[Selected text — start]

U.S. researchers mapped the first 3D atomic-scale structure of a key 2019 novel coronavirus protein, making a breakthrough toward developing vaccines, therapeutic antibodies and diagnostics, according to a study published online in the journal Science on Wednesday.
Researchers from the University of Texas at Austin (UT Austin) and the U.S. National Institutes of Health used the cryogenic electron microscopy to map the spike protein of the virus that causes COVID-19.
They designed and produced samples of the stabilized spike protein after the team received the genome sequence of the virus from Chinese researchers, and then reconstructed the 3D atomic-resolution map.
The study found the 2019 novel coronavirus shared the same functional host-cell receptor called ACE2 with SARS virus, but ACE2 binds to the novel coronavirus with affinity about 10 or 20-fold higher than its binding to SARS virus.
The findings may provide a potential explanation for the apparent easy human-to-human transmission demonstrated by the novel coronavirus, but Jason McLellan, associate professor at UT Austin who led the study, told Xinhua that it's still unclear whether this higher affinity binding has any impact on the transmissibility of the virus.
McLellan also said they still don't know why the novel coronavirus binds tighter at a molecular level.
He has sent the atomic coordinates of the spike protein to many laboratories, with the majority based in China. "About 25 labs from China have asked for them so far," he said.
Researchers can use the coordinates to begin virtual drug screening to identify small molecules that may bind to the spike and disrupt its function, or to design novel protein molecules or antibodies that bind to the spike and inhibit its function, as well as to perform protein engineering to try and make variants of the spike with improved properties, such as higher expression levels or thermal stability, which can be advantageous for vaccine development, McLellan said.
The research team has tested several published monoclonal antibodies specific to SARS virus, but found that they do not have appreciable binding to the 2019 novel coronavirus, which suggested that those antibodies may not be that effective in inhibiting the novel coronavirus.
McLellan said that there may be some rare antibodies that bind both viral spikes very tightly.
"The surface of the spike proteins from both viruses are about 75 percent the same, so it depends on where the antibodies bind ... If an antibody binds to a region of the spike where there are many amino acid differences between the two viruses, then it will either not cross-react or will cross-react poorly," he said.

[Selected text — finish]
[Information provided — start]

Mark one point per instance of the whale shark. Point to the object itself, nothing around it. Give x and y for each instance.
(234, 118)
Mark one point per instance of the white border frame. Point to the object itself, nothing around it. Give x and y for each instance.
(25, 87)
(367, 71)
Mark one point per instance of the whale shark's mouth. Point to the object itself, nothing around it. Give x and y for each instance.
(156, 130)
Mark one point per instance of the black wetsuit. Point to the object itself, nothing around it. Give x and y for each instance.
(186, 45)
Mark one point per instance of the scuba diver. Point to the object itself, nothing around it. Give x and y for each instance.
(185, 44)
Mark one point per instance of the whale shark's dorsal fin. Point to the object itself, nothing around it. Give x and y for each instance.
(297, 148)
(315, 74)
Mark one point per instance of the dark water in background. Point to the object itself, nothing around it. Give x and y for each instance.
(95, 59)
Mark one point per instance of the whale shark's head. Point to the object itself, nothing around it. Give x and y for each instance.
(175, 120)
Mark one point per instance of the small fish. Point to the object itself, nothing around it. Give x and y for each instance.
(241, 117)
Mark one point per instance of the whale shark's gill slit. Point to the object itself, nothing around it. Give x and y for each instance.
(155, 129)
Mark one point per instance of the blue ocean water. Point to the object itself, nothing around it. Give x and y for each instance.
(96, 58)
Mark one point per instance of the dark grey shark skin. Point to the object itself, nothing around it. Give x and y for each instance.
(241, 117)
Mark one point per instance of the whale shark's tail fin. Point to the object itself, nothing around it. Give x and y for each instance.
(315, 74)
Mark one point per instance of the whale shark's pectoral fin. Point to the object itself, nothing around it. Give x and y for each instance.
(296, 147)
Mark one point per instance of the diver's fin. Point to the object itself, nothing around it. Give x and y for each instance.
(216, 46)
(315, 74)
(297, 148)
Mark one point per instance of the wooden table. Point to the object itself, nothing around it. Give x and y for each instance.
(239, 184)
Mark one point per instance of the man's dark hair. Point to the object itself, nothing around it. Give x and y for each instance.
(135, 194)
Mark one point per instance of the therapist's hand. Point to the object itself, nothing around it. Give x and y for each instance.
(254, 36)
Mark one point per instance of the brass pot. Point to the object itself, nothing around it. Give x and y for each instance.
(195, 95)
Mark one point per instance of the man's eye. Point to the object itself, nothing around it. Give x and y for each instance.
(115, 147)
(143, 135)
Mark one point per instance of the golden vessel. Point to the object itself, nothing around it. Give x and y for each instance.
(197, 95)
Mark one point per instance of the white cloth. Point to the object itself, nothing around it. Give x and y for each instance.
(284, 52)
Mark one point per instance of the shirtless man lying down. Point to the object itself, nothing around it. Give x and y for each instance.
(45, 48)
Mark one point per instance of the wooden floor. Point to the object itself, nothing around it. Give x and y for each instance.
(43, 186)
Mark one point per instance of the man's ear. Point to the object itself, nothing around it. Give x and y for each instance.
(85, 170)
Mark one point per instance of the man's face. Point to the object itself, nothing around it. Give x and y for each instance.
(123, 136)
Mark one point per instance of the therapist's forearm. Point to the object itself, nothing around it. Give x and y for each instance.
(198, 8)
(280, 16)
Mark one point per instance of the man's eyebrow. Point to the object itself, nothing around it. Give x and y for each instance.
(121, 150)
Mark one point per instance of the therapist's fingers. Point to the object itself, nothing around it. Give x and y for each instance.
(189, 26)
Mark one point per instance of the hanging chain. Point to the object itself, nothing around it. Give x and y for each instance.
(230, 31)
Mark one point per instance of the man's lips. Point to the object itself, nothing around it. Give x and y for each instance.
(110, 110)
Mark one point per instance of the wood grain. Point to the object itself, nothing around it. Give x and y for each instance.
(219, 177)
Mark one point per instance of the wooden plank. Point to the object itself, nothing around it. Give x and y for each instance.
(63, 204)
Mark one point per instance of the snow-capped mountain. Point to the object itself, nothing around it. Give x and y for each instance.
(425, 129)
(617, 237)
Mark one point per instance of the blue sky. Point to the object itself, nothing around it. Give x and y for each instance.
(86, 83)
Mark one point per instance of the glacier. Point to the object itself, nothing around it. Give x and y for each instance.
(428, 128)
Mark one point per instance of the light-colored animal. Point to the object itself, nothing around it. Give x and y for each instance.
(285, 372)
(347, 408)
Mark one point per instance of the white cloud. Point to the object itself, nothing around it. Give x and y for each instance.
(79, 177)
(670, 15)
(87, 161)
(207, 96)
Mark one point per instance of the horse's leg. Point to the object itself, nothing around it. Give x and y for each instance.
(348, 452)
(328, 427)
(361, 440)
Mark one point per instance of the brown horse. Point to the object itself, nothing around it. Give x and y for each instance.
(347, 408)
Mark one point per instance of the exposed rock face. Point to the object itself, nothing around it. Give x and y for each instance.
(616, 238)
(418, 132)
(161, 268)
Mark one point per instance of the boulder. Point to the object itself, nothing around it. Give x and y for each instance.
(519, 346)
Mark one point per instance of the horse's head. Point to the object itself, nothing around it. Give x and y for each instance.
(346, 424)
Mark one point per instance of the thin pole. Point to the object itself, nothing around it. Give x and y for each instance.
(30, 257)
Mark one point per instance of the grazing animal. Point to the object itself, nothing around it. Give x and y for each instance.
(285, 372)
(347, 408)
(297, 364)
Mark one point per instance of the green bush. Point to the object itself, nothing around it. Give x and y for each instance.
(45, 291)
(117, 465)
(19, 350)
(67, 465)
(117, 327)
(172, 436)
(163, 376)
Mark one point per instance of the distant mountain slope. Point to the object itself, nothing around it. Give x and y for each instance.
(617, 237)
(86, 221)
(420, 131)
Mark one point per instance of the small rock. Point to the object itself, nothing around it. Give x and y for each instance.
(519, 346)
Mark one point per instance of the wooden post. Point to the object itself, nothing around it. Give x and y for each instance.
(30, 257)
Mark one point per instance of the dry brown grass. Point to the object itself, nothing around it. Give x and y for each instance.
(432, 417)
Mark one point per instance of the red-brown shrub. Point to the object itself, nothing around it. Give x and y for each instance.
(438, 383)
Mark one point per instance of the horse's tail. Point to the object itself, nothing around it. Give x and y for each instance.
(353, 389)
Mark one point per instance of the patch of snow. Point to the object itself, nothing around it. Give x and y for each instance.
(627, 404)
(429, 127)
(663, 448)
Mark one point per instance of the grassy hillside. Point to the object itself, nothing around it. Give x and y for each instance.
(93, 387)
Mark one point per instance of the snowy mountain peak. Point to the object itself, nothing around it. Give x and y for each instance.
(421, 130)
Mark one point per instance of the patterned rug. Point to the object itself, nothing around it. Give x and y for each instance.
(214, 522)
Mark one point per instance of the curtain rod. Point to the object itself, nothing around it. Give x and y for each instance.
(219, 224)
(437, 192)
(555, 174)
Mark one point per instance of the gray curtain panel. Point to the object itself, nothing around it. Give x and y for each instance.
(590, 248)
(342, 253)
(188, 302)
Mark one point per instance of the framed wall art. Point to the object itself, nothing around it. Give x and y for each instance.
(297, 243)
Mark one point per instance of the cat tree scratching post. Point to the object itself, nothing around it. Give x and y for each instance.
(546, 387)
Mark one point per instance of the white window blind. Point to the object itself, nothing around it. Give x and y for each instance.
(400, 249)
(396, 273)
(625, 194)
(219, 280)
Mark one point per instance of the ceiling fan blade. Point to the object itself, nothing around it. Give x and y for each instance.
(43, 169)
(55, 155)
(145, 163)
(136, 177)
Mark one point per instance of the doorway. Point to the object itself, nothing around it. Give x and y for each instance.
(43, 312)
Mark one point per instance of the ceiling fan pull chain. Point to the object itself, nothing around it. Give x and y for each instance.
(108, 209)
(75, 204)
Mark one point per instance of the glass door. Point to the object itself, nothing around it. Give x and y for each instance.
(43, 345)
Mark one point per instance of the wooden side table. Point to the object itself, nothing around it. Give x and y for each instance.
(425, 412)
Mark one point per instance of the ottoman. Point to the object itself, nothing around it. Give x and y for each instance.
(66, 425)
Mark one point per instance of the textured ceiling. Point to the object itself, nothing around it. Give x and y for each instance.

[Information provided — finish]

● What to produce: From the spike protein article, list every use that McLellan says researchers can make of the spike protein's atomic coordinates. The listing is separate material and has nothing to do with the spike protein article.

● Solution for this problem:
- Begin virtual drug screening to identify small molecules that may bind to the spike and disrupt its function
- Design novel protein molecules or antibodies that bind to the spike and inhibit its function
- Perform protein engineering to try to make variants of the spike with improved properties, such as higher expression levels or thermal stability